INSTRUCCIÓN ESCRITA:
Escribe cómo sigue el hilo del foro sobre el contador asíncrono con un timer 555 y un flip-flop D, a partir de su último mensaje.

SELECCIÓN:
------------------------------

# Contador asincrono con un timer 555 y un flip D



## west140 (Oct 17, 2007)

como conecto un timer 555 con un flip flop tipo d y de ahi conectarlo a un bcd ls48p y de ahi al display, lo qu pasa es que me dijeron que llevaban resistencias y capacitores pero ni idea. si alguien me puede sugerir algo adelante todo es bienvenido. saludos.


----------



## anthony123 (Oct 17, 2007)

http://html.rincondelvago.com/contadores_2.html


----------



## clocko (Oct 17, 2007)

contador asincrono de 4 bits con flip flop tipo D


----------



## west140 (Oct 17, 2007)

y como lo puedo conectar sincrono con los mismos componentes, timer 555, flip flop tipo d, bcd, display de tal manera que m cuent del uno al quince.

  tengo una pregunta cloko en el diagrama qe tienes no lleva capacitores ni resistencias, en serio no lleva? por qe me han dicho que si.  intentare hacerlo asi como lo tienes tu.

------------------------------

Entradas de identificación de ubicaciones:
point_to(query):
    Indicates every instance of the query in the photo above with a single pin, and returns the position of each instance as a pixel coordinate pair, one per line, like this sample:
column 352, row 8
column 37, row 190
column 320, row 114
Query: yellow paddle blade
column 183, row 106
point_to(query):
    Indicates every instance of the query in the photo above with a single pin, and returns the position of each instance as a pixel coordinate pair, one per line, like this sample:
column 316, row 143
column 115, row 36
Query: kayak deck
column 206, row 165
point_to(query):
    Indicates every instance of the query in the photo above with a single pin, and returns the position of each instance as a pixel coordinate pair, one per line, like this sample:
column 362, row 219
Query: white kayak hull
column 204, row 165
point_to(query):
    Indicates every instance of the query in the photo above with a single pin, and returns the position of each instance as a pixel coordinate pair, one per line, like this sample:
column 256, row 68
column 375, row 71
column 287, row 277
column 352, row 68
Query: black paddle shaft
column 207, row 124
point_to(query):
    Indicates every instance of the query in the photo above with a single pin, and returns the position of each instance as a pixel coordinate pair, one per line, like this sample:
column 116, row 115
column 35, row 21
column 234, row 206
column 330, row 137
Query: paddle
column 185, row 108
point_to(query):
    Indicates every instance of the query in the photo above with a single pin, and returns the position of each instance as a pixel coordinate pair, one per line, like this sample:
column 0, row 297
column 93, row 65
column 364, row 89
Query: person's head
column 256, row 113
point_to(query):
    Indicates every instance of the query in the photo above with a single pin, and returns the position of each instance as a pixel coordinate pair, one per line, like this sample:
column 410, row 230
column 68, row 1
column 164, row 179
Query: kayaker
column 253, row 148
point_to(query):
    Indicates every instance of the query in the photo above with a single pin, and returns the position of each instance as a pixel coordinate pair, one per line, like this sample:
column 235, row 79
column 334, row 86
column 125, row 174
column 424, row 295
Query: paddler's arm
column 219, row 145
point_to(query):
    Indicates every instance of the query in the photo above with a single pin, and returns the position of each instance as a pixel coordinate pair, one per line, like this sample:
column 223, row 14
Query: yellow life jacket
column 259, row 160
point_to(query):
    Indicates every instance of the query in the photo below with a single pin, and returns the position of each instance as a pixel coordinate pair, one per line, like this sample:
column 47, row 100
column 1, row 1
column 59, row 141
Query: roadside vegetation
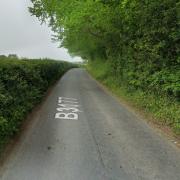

------------------------------

RESULTADO FINAL:
 de todas formas gracias por la ayuda saludos


----------



## clocko (Oct 18, 2007)

los capacitores y resistencias los lleva el circuito integrado 555 y se usan para calcular el ancho de los pulsos altos y bajos pero la demas circuiteria de los flip flop no lleva nada. en el circuit maker hay varios ejemplos ya realizados o incluso aqui en los foros te puedes encontrar la forma de configurarlo hasta existe un tutorial.

a mi en lo personal la configuracion que te muestro en la imagen me ha funcionado bien para puslos que se alcanzan a distinguir, hasta de 1 segundo cada uno  basta con variar la resistencia variable, o si bien cambiar el capacitor por otro ya sea menor o mayor, tu puedes experimentar.


----------



## clocko (Oct 18, 2007)

nota BCD no cuenta de 1 al 15  es binario codificado decimal cuenta de 0 al 9.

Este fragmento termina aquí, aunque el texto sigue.